- Extracted data -
┄┄┄┄┄┄┄┄┄┄┄┄┄┄┄┄┄┄┄┄

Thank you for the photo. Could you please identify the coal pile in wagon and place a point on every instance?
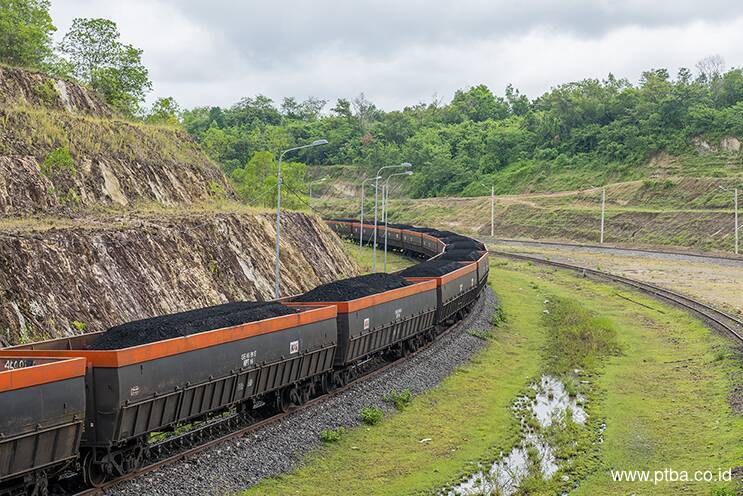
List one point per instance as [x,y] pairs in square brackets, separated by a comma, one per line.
[465,244]
[431,268]
[465,255]
[186,323]
[356,287]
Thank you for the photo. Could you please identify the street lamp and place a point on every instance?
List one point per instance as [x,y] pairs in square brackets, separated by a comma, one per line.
[376,196]
[315,182]
[735,203]
[278,211]
[385,210]
[361,227]
[603,210]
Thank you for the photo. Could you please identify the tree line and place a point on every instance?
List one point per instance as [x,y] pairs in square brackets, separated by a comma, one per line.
[458,147]
[91,53]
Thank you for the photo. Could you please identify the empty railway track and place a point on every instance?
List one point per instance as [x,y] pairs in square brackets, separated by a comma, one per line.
[722,321]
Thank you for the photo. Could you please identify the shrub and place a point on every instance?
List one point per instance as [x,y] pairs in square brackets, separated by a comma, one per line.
[400,399]
[498,317]
[371,415]
[483,334]
[332,435]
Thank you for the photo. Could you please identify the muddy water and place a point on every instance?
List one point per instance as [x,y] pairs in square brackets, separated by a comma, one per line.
[551,404]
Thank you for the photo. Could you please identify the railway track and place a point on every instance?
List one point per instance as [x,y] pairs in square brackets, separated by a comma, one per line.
[722,321]
[562,244]
[181,455]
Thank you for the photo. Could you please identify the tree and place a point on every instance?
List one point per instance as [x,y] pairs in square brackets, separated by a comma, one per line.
[25,32]
[477,104]
[112,68]
[164,111]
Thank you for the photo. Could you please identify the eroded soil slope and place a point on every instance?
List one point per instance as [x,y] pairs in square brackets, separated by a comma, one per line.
[104,272]
[104,220]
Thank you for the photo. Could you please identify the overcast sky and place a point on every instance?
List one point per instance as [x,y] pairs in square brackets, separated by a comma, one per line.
[214,52]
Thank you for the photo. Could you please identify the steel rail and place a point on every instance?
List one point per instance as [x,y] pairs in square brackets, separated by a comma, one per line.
[719,319]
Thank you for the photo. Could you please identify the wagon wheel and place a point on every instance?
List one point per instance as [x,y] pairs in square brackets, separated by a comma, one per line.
[94,474]
[283,400]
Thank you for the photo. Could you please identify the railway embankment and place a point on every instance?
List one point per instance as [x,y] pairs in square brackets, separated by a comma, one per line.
[104,220]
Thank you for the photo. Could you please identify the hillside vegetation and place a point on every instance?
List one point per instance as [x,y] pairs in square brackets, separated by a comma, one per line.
[579,134]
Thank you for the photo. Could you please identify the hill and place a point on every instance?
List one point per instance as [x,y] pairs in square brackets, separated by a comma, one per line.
[105,220]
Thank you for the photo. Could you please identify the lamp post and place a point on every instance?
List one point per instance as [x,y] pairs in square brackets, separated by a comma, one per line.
[385,210]
[735,206]
[315,182]
[277,282]
[603,212]
[376,200]
[361,227]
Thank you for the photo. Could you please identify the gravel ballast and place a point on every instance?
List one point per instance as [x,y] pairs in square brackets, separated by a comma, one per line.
[278,448]
[186,323]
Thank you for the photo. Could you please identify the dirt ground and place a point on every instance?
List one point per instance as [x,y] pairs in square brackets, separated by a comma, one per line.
[716,282]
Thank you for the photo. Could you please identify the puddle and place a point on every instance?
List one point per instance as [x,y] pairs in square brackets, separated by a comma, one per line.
[551,404]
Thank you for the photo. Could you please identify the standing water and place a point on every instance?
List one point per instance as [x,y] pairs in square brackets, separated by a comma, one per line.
[550,405]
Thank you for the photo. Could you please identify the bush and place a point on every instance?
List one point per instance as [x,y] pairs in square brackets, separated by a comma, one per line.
[498,317]
[332,435]
[400,399]
[371,415]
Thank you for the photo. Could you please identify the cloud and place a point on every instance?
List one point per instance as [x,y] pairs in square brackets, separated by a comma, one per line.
[400,53]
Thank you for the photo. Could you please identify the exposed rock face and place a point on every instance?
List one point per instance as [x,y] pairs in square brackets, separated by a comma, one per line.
[85,279]
[110,162]
[20,86]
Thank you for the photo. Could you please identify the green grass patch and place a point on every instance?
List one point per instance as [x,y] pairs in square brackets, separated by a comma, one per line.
[332,435]
[400,399]
[371,415]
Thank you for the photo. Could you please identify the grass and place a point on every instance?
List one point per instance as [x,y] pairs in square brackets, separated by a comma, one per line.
[663,399]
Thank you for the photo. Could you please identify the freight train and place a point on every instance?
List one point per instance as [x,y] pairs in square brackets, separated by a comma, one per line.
[72,406]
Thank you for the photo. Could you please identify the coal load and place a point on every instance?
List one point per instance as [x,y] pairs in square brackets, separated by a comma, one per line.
[465,244]
[186,323]
[463,255]
[431,268]
[353,288]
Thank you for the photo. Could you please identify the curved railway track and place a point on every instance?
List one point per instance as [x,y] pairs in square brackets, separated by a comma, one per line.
[718,319]
[609,248]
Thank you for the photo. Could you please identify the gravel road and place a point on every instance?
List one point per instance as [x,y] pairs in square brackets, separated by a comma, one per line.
[279,448]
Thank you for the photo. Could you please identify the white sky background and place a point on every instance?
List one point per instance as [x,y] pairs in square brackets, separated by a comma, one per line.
[214,52]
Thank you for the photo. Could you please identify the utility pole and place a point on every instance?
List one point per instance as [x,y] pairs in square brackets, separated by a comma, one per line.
[361,227]
[735,198]
[603,211]
[492,211]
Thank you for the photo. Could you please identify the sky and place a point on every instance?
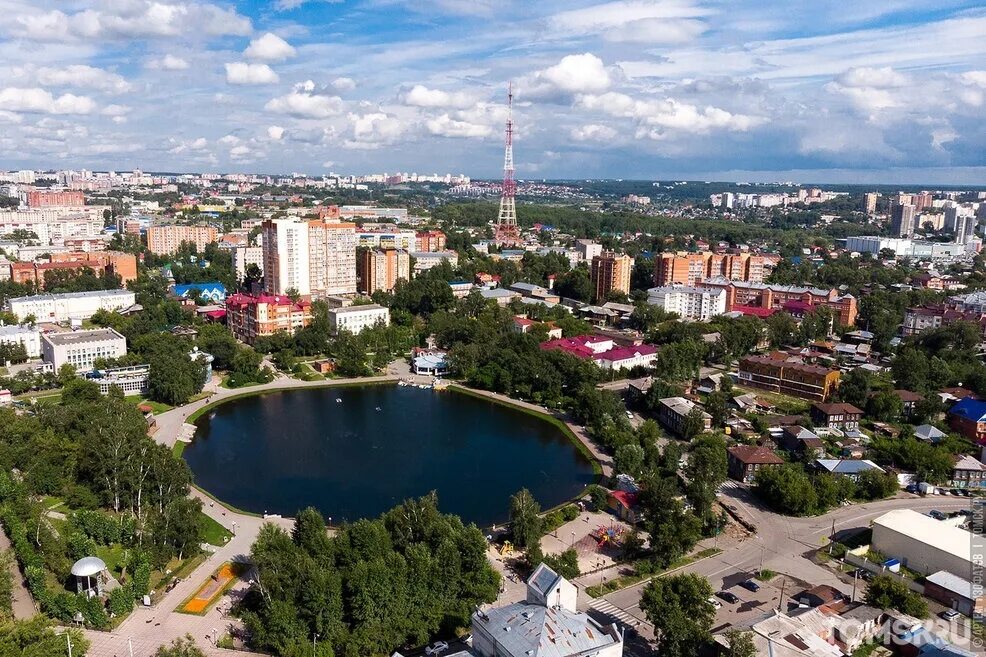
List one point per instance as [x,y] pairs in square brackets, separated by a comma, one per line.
[810,90]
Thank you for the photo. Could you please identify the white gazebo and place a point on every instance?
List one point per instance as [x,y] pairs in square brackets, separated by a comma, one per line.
[88,573]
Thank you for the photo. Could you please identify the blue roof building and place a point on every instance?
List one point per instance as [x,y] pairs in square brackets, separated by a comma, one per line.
[214,292]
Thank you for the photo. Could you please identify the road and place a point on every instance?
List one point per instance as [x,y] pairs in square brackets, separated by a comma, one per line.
[782,542]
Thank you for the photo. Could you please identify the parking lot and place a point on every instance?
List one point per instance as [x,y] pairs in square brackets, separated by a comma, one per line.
[751,605]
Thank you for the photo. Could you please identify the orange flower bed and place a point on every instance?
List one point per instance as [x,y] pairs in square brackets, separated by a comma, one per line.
[210,591]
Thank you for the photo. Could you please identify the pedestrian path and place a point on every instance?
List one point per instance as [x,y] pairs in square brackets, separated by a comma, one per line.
[606,607]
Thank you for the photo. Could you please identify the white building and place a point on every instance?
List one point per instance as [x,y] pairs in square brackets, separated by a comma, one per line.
[81,348]
[131,380]
[286,259]
[697,303]
[244,256]
[356,318]
[425,260]
[923,544]
[546,624]
[70,305]
[28,336]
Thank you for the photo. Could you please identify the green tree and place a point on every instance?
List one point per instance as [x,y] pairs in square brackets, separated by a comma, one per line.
[678,607]
[525,523]
[888,592]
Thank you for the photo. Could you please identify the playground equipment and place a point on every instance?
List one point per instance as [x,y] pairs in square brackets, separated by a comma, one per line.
[611,536]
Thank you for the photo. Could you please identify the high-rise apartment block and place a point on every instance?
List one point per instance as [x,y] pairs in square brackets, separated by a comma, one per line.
[691,268]
[430,240]
[49,199]
[315,258]
[380,269]
[902,219]
[165,240]
[610,273]
[869,202]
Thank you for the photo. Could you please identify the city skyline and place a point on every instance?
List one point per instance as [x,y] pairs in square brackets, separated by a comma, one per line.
[683,89]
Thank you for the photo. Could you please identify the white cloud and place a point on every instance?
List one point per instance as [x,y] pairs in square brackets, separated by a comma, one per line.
[303,104]
[583,73]
[270,48]
[374,130]
[40,101]
[344,84]
[446,126]
[593,132]
[244,73]
[80,75]
[422,96]
[133,19]
[168,63]
[660,117]
[115,110]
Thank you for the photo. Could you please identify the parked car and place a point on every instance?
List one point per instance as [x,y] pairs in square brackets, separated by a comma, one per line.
[750,585]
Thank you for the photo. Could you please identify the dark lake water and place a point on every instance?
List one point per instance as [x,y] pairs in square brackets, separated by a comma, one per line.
[283,451]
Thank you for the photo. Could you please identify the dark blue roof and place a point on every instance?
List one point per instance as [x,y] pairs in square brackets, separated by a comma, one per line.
[970,409]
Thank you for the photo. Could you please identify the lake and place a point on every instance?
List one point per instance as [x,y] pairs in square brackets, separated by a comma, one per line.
[381,444]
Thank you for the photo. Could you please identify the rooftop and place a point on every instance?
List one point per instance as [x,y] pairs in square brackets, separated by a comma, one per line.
[928,531]
[82,337]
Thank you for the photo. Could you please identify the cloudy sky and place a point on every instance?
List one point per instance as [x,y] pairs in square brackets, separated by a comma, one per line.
[872,90]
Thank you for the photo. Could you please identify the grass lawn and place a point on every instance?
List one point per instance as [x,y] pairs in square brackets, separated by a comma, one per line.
[213,533]
[115,557]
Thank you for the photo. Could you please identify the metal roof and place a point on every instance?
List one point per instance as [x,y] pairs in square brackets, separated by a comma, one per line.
[531,630]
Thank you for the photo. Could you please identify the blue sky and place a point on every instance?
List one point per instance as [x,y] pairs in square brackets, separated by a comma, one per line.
[872,91]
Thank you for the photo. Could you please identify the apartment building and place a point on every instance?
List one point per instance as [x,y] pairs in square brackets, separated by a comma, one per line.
[357,318]
[380,269]
[695,303]
[250,317]
[164,240]
[332,256]
[50,199]
[81,349]
[27,336]
[69,305]
[610,272]
[795,379]
[316,258]
[430,240]
[741,294]
[691,268]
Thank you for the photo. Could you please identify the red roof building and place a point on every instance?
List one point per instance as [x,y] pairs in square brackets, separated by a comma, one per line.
[604,352]
[250,317]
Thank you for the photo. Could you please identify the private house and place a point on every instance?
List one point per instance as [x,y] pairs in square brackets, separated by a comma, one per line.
[841,416]
[546,624]
[909,400]
[851,468]
[798,440]
[968,472]
[673,413]
[968,417]
[746,460]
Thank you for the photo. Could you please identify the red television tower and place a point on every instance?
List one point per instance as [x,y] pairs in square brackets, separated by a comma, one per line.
[507,232]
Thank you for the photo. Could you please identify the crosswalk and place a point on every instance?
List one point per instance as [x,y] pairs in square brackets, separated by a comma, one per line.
[609,609]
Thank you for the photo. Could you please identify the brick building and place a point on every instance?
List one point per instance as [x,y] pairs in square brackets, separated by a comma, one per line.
[740,294]
[250,317]
[795,379]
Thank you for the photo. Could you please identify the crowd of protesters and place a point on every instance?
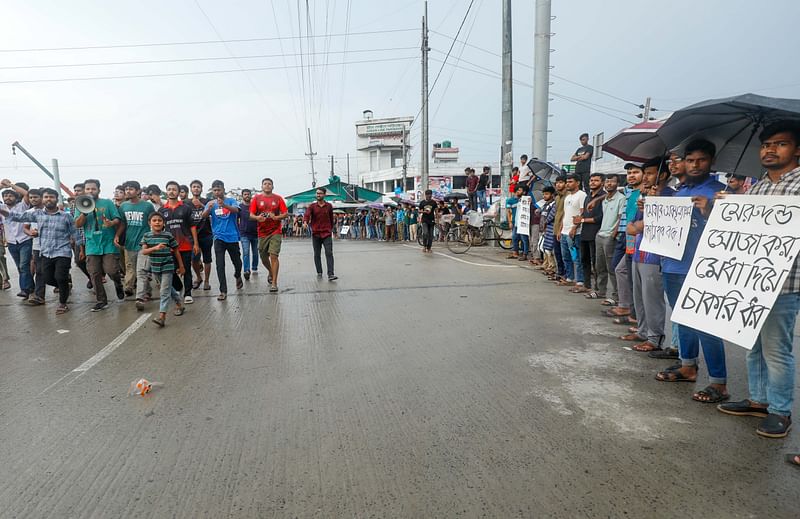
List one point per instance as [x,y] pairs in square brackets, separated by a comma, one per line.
[586,236]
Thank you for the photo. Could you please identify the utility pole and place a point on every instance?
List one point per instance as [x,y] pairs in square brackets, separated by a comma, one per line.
[311,155]
[425,135]
[541,79]
[645,115]
[405,157]
[59,186]
[506,149]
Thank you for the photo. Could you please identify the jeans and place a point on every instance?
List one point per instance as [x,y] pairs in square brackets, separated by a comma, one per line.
[249,248]
[691,339]
[427,235]
[605,273]
[770,364]
[482,200]
[318,243]
[56,273]
[559,259]
[518,240]
[167,290]
[573,269]
[220,248]
[39,278]
[21,254]
[648,300]
[98,265]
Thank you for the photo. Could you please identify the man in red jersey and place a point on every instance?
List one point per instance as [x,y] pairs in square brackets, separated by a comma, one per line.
[268,209]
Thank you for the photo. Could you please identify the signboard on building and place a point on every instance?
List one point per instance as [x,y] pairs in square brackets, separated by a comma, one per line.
[378,129]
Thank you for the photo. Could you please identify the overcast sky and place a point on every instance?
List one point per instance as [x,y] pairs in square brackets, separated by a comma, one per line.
[242,125]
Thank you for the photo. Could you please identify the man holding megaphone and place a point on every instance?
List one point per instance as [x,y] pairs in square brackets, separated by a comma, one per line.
[99,218]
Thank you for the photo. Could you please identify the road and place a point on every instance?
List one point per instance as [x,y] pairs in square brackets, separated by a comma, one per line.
[415,386]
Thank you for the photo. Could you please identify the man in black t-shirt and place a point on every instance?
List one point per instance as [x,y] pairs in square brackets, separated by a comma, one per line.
[427,214]
[201,263]
[583,161]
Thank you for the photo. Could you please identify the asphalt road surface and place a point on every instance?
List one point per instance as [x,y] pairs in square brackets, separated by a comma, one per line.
[415,386]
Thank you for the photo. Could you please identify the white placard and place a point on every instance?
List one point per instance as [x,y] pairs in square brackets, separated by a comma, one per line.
[742,261]
[524,215]
[666,224]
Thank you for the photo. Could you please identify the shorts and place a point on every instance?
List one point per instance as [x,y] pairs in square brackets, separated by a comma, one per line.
[206,249]
[270,245]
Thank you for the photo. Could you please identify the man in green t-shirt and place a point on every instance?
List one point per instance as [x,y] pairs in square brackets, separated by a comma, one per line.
[134,215]
[102,256]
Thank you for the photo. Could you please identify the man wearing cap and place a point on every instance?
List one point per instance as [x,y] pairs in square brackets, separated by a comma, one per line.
[737,184]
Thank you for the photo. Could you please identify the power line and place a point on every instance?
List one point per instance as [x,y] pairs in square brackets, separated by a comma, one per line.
[187,60]
[193,73]
[554,75]
[204,42]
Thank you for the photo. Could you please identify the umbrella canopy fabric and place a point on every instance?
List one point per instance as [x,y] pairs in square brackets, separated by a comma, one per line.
[639,143]
[545,170]
[732,124]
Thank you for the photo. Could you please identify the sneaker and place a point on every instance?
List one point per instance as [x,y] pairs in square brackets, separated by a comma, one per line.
[742,408]
[774,426]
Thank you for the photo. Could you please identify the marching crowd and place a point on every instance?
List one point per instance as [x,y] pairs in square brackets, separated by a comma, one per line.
[586,237]
[141,241]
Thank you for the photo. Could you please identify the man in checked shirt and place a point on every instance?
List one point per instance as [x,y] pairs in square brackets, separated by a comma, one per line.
[770,364]
[57,232]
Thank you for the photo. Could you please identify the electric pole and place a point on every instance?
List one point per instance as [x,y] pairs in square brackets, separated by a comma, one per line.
[507,152]
[541,79]
[405,157]
[425,146]
[311,155]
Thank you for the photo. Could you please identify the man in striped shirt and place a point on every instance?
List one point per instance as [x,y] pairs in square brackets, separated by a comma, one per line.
[770,363]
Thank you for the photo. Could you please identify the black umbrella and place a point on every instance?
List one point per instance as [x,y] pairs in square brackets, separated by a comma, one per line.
[732,124]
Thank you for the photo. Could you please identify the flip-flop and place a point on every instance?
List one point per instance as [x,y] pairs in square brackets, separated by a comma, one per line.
[792,459]
[714,395]
[673,375]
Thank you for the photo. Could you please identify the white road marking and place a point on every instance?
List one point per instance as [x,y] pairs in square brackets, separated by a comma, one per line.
[113,345]
[465,261]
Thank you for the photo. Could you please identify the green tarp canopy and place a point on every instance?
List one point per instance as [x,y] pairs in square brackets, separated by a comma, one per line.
[336,191]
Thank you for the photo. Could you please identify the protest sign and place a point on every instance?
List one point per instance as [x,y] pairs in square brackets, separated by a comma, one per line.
[744,256]
[524,216]
[666,225]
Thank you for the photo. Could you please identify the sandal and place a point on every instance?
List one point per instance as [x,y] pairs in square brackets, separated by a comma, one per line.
[674,375]
[645,347]
[710,395]
[792,459]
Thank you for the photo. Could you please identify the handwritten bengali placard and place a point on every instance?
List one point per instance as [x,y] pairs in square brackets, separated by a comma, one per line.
[666,225]
[524,216]
[742,261]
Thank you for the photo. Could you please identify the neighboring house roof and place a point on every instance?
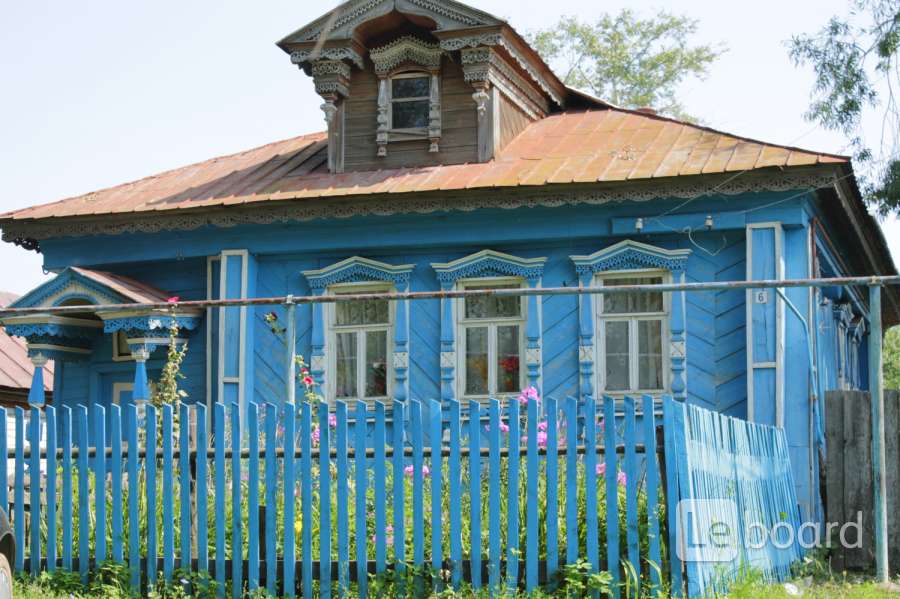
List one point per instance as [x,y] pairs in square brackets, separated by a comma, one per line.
[602,146]
[16,368]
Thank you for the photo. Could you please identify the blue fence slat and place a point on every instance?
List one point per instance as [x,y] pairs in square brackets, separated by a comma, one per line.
[632,480]
[435,430]
[475,492]
[150,466]
[415,426]
[220,494]
[362,477]
[118,520]
[133,468]
[253,497]
[168,494]
[290,487]
[552,488]
[612,492]
[271,499]
[379,441]
[455,476]
[655,553]
[306,495]
[324,502]
[100,553]
[67,515]
[494,495]
[184,484]
[590,478]
[34,476]
[237,536]
[52,495]
[399,487]
[202,490]
[84,520]
[512,513]
[571,480]
[343,496]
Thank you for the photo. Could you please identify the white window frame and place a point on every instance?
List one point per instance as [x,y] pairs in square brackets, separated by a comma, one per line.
[462,323]
[331,342]
[600,320]
[391,100]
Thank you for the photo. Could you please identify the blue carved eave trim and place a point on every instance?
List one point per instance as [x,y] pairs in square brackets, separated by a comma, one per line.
[488,263]
[358,270]
[631,255]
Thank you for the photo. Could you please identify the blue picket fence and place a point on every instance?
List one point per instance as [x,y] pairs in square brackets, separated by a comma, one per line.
[302,499]
[730,472]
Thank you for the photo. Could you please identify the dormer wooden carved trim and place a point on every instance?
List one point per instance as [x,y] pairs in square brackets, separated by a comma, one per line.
[407,57]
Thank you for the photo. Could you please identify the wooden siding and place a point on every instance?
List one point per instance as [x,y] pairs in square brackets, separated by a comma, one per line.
[459,125]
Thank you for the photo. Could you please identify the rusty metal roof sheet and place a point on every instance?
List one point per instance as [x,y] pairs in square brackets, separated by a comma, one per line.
[605,145]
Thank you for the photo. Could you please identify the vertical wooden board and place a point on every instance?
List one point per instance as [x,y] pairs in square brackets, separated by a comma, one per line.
[253,497]
[115,433]
[290,486]
[379,442]
[343,496]
[168,493]
[512,510]
[495,498]
[152,444]
[220,495]
[399,487]
[67,515]
[271,499]
[52,495]
[100,553]
[324,502]
[475,492]
[437,513]
[455,474]
[34,479]
[531,499]
[834,485]
[202,490]
[306,495]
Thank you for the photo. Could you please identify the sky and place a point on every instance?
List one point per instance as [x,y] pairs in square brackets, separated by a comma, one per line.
[93,94]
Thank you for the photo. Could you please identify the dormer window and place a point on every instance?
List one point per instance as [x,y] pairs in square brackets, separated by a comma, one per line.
[410,102]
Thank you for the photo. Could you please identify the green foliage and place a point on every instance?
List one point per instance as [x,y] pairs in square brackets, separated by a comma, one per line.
[891,358]
[628,60]
[855,61]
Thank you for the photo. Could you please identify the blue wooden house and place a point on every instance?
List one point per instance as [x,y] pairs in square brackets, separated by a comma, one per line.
[454,158]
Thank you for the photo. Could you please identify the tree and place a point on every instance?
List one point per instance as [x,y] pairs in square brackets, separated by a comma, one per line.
[855,60]
[630,61]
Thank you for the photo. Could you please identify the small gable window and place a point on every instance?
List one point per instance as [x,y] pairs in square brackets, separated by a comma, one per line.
[410,101]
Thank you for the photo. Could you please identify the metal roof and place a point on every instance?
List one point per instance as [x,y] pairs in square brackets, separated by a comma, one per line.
[598,146]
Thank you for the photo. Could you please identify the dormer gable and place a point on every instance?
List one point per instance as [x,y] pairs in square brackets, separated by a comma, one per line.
[411,83]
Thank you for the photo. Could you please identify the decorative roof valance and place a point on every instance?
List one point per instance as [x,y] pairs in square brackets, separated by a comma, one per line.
[488,263]
[405,50]
[356,270]
[627,255]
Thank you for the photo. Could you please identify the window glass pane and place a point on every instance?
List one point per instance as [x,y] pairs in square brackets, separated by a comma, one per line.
[617,362]
[411,115]
[630,303]
[345,377]
[410,87]
[650,354]
[376,364]
[361,312]
[476,361]
[508,380]
[494,307]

┄┄┄┄┄┄┄┄┄┄┄┄┄┄┄┄┄┄┄┄

Exactly and only the lines from the one containing "valance and place a point on every instance?" through the end of the material are to be reproduced, both ends included.

Thank you for the photo. Could you please identify the decorative roof valance and place a point on every instance?
List one point per instance as [x,y] pairs in square brackets, separated by a comma, one per line.
[488,263]
[405,50]
[356,270]
[627,255]
Thank you for the photo. Could you please identify the window glass pane and place a point on every instance?
List one point per instance as [x,y] pairs in square brackets, separated by a comma, one per line.
[617,362]
[411,115]
[630,303]
[345,377]
[410,87]
[650,354]
[376,364]
[361,312]
[476,361]
[508,380]
[494,307]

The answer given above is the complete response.